EXTRACT PROVIDED:
The Research School for Socio-Economic and Natural Sciences of the Environment (SENSE Research School) is a joint venture for integrated environmental and sustainability research and multidisciplinary PhD training in the Netherlands. The school was accredited by the Royal Netherlands Academy of Arts and Sciences (KNAW) during 1997-2006, was not accredited during 2007, and in 2007 had applied for reaccreditation by a revamped KNAW successor.  It was reacccredited in 2008 and 2014. In 2007 the program listed 80 Ph.D. courses.

In 2013, there were 600 Ph.D. students affiliated with the program.

SUPPLIED RECORDS:
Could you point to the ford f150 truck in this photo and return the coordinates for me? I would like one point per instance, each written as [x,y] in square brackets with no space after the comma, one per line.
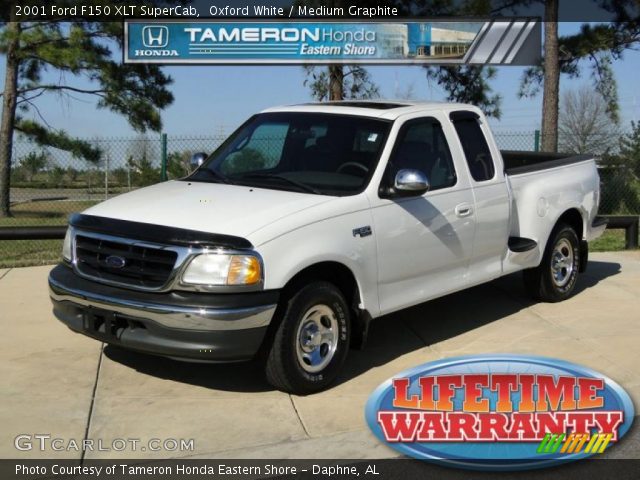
[312,220]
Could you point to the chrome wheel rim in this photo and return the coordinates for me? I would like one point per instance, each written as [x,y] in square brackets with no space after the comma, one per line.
[562,262]
[317,338]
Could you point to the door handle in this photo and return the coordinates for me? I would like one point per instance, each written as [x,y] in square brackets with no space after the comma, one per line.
[464,210]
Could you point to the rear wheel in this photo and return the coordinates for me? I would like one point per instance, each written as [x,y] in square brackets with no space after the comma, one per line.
[311,342]
[555,278]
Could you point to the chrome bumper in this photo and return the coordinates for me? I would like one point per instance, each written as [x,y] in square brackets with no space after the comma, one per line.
[170,316]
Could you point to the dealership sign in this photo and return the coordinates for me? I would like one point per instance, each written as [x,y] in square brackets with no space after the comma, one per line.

TO BE DONE:
From the description of the SENSE Research School, list every distinct year it mentions, in chronological order.

EXPECTED OUTPUT:
1997, 2006, 2007, 2008, 2013, 2014